**What the task asks**
Please rewrite the lines starting with the line that contains "This document contains" and going on through the line that contains "positive clicks: (107, 211)" as a Markdown table with the columns Row and Line, leaving out blank lines.

**Collected data**
---

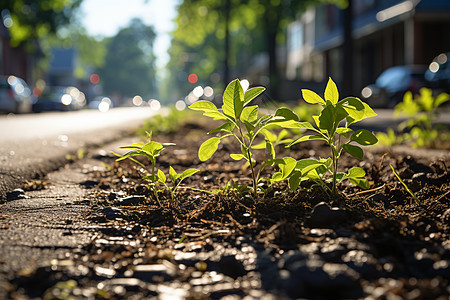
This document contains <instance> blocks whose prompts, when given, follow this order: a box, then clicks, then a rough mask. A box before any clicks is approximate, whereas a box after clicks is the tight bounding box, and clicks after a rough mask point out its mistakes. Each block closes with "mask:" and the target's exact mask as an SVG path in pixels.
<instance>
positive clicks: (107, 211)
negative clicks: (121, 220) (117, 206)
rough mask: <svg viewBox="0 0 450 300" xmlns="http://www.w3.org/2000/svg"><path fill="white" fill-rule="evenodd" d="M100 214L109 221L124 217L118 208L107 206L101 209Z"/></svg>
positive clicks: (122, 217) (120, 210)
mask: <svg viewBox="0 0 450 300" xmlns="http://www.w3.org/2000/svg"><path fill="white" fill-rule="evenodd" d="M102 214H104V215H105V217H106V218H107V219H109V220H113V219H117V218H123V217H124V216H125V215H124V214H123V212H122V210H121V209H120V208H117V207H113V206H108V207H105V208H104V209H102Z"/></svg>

---

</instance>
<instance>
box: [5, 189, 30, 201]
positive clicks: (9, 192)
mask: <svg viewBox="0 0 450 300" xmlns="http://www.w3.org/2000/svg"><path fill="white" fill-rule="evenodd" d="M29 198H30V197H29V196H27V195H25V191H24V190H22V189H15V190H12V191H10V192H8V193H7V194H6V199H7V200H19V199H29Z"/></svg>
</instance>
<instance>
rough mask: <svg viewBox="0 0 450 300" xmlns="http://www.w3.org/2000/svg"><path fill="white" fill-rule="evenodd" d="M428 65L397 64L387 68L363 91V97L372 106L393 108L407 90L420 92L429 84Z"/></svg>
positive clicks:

---

**Reply to the exercise**
| Row | Line |
|---|---|
| 1 | This document contains <instance> blocks whose prompts, when given, follow this order: a box, then clicks, then a rough mask. A box before any clicks is approximate, whereas a box after clicks is the tight bounding box, and clicks after a rough mask point out its mistakes. Each block closes with "mask:" and the target's exact mask as an SVG path in pixels. |
| 2 | <instance> |
| 3 | positive clicks: (107, 211) |